I’ve been a bad blogger. I’ve let myself down, and let my
blog gather dust, letting it resemble one of those un-updated pop group
websites that has ‘New album due in 2008’ as the latest item in the ‘News’
section. So I’m sorry about that, it’s been a cause of constant, but very mild,
and very ignorable, irritation for me over the past few months too.
My excuse is, of course, that I’ve been busy. I’ve written
and re-written about seven or eight hours’* worth of scripts over the past
three months, plus a 10,000 word article for Doctor Who Magazine, so it’s not
as if I’ve been lounging on a chaise longue waiting for inspiration to strike.
The thing is, it’s very difficult to justify the time to write a blog if you
have somebody who has paid you money to write something waiting for you to hand
it in. It just doesn’t look professional if, rather than working on the thing
that you’re meant to be working on, which has a deadline stampeding towards you
and studios booked and actors pencilled, instead you’re writing a blog on your
top ten favourite twist endings in Brotherhood of Man songs or doing something
utterly superfluous like reviewing the latest James Bond film.

To be done
In the blog post above, list each description the writer gives of the irritation they have felt over the past few months.

Material

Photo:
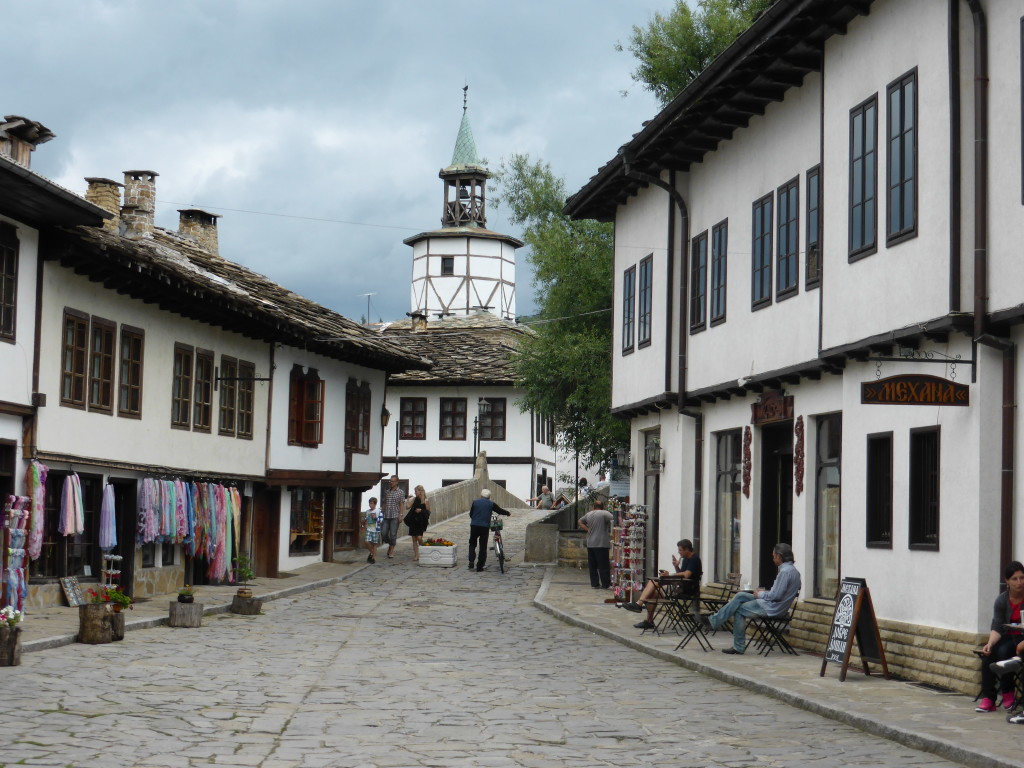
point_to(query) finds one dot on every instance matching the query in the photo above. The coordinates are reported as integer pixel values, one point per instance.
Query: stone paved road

Task result
- constant
- very mild
- very ignorable